**Work to be completed:**
Rescale the lines from the line with "Annotation spec: tight bounding boxes, class = metal" to the line with "[[82, 190, 104, 222]]", both included, by rewriting all of them with every coordinate in the answers multiplied by 1.5 and rounded to a whole number, halves rounding up. Copy the requests and their format samples unchanged, and give only these lines.

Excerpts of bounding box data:
■ ■ ■

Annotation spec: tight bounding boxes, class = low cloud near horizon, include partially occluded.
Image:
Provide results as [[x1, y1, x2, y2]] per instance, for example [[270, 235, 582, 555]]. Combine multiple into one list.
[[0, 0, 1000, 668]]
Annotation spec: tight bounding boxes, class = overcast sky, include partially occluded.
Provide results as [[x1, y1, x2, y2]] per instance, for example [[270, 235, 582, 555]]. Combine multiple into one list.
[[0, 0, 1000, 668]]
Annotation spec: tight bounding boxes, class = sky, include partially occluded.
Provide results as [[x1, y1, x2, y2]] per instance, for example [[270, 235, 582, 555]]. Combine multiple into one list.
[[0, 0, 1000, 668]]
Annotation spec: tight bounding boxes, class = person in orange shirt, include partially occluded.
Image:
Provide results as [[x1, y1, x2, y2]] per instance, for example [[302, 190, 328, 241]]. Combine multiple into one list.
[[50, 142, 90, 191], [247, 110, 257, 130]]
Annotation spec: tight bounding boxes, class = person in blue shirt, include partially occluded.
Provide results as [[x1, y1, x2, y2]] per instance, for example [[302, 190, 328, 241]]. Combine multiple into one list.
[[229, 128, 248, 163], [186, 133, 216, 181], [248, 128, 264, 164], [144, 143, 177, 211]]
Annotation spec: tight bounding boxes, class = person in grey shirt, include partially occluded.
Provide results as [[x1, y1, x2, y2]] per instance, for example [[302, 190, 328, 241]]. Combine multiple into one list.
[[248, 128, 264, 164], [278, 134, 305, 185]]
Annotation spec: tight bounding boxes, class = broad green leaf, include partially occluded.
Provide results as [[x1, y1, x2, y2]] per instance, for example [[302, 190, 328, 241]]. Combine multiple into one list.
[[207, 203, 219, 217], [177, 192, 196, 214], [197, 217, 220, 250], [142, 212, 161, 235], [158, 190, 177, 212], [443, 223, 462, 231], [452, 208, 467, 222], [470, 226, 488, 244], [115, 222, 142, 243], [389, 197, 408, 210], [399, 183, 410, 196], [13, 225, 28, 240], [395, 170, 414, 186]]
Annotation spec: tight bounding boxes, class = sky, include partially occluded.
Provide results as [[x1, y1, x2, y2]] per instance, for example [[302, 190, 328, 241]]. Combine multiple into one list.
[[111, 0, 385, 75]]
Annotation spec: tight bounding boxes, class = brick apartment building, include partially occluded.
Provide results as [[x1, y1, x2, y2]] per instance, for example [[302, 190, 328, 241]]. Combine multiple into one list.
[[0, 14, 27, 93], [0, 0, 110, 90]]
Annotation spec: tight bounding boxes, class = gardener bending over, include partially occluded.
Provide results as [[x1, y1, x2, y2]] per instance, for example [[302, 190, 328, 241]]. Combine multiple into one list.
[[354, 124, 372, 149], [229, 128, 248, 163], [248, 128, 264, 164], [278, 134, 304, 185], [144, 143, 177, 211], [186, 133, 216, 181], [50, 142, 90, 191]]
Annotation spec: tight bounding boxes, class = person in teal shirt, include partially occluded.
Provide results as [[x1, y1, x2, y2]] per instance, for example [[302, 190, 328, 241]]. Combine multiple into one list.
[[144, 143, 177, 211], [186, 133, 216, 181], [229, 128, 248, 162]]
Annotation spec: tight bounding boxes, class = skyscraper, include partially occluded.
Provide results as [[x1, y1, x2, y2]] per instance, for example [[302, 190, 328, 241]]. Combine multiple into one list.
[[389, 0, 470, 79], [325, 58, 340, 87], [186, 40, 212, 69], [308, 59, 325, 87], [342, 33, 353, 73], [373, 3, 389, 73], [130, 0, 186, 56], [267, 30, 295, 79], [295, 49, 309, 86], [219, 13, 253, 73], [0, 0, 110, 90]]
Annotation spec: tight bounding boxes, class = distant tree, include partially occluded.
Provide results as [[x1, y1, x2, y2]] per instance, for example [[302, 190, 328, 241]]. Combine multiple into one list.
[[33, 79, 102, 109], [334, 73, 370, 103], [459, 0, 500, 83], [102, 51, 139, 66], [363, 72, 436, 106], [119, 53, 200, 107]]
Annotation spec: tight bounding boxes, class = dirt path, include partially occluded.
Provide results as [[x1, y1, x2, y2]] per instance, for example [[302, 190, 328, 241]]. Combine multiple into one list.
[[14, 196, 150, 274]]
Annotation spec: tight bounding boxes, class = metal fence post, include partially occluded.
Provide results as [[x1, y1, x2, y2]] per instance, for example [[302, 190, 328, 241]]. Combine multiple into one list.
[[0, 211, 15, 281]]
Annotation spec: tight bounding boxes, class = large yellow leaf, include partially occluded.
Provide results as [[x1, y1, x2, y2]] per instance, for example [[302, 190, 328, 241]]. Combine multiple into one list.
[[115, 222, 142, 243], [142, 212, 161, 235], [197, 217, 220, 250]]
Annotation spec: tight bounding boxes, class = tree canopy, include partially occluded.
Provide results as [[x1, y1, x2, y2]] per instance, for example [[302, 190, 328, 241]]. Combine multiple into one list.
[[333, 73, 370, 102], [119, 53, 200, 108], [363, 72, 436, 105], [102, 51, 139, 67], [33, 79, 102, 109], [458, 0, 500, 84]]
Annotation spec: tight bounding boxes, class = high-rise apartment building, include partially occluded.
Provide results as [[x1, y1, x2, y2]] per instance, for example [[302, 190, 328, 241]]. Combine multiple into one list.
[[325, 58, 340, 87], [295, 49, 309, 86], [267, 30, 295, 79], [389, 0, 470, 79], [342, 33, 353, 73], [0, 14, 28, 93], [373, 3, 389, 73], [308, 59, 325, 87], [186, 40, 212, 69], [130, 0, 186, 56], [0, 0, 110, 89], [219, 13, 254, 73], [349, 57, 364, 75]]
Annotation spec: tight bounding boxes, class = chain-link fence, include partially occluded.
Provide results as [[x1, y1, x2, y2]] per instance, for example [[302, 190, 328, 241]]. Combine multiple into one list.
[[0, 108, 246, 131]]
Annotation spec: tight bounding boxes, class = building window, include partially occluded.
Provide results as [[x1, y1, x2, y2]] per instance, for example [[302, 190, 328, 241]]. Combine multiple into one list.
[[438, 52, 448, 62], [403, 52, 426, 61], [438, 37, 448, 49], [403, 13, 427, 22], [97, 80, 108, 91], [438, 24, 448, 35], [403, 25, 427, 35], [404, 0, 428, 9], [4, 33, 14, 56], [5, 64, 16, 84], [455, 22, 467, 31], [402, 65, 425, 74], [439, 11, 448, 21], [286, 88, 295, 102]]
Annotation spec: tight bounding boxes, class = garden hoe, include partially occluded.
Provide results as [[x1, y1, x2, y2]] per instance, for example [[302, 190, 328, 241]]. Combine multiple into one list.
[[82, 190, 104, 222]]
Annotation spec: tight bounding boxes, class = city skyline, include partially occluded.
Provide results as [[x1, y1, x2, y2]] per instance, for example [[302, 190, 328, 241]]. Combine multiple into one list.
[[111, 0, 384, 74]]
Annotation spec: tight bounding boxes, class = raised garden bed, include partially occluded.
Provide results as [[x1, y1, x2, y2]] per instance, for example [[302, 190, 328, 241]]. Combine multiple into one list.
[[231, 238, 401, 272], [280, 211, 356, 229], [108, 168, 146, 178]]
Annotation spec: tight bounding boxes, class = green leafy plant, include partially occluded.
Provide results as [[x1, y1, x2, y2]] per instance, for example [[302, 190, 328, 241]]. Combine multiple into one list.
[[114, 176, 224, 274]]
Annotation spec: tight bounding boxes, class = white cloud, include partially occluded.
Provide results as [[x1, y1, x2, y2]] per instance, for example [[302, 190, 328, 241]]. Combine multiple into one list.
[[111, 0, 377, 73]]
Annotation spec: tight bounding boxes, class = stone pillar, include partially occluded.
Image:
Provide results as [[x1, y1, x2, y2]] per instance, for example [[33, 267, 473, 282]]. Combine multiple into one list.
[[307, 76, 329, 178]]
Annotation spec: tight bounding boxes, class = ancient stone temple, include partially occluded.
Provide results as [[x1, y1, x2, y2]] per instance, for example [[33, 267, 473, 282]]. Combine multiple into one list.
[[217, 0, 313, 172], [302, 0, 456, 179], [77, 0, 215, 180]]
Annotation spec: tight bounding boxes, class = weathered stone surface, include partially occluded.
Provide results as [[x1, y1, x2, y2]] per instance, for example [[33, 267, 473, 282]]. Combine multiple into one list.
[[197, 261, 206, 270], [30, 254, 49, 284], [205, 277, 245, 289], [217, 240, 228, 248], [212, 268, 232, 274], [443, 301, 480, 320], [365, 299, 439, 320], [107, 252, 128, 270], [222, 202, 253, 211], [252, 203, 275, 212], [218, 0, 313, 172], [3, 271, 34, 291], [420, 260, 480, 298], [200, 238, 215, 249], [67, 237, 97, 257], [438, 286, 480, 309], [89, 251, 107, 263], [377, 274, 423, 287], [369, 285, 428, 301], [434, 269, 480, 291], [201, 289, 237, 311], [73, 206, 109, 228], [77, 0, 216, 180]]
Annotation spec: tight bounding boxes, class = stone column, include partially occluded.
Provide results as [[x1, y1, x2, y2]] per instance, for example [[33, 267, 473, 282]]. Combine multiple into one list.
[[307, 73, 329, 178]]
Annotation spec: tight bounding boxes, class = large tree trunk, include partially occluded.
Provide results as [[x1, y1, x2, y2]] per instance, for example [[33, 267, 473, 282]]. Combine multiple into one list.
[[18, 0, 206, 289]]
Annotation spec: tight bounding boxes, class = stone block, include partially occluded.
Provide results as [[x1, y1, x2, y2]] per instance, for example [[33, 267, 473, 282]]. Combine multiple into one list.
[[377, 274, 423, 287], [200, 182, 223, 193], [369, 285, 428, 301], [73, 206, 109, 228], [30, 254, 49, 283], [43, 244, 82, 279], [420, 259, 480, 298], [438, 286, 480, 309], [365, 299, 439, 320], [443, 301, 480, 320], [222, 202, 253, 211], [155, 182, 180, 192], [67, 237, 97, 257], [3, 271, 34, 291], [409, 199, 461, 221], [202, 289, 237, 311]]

■ ■ ■

**Answer below:**
Annotation spec: tight bounding boxes, class = metal fence post, include partially occluded.
Provide results as [[x1, y1, x2, y2]] per instance, for example [[302, 190, 328, 241]]. Combine multiple into one list.
[[0, 317, 23, 422]]
Annotation spec: tight bounding boxes, class = large yellow leaf, include partially occluded.
Provide results as [[x1, y1, x2, y2]] per instance, for example [[302, 190, 328, 241]]. Combine multiple into one list.
[[173, 333, 213, 365], [213, 318, 242, 353], [296, 326, 330, 375]]
Annotation spec: tight bounding boxes, class = tree canopy, include partially occluded.
Provide results as [[x1, y1, x2, y2]] per instance, for example [[302, 190, 328, 241]]. Combine multiple into one list.
[[500, 110, 555, 153], [179, 80, 300, 162], [545, 108, 654, 158], [153, 77, 209, 101], [50, 119, 153, 164], [687, 0, 750, 126]]
Annotation spec: tight bounding boxes, class = high-rise apartment building, include partially occluded.
Provide results as [[x1, y1, x2, y2]] per instance, for example [[302, 190, 328, 241]]. Combine multiple into one list.
[[488, 87, 510, 131], [443, 74, 464, 129], [401, 45, 443, 119], [584, 0, 705, 119], [513, 50, 530, 110], [0, 21, 42, 140], [560, 5, 584, 110], [462, 89, 488, 131], [279, 60, 318, 104], [195, 0, 279, 84], [0, 0, 165, 134], [329, 20, 381, 110], [524, 86, 546, 113]]
Annotation spec: tight bounding boxes, class = chain-link fence, include partially occluded.
Provide results as [[x1, y1, x2, y2]] per instance, for example [[302, 190, 328, 241]]. Combine multiple into one list.
[[0, 162, 369, 197]]
Annotation spec: tight bounding boxes, class = building window, include partially occluded.
Provide results as [[x1, y1, x2, y2]] per instance, for example [[302, 190, 328, 241]]. Combine multiple into one list.
[[657, 78, 672, 93], [605, 78, 639, 92], [657, 56, 672, 74], [605, 20, 641, 33], [146, 120, 162, 137], [657, 36, 672, 53], [605, 38, 641, 53], [606, 0, 642, 14], [6, 50, 21, 84], [8, 96, 24, 126], [683, 33, 701, 47], [603, 98, 638, 111], [659, 17, 672, 32], [429, 132, 443, 153]]
Annotation spec: tight bounding boxes, class = garden hoe, include partially occluded.
Provide results as [[x1, y1, x2, y2]] per instance, for example [[302, 190, 328, 241]]. Combine multiple into one list.
[[123, 285, 156, 333]]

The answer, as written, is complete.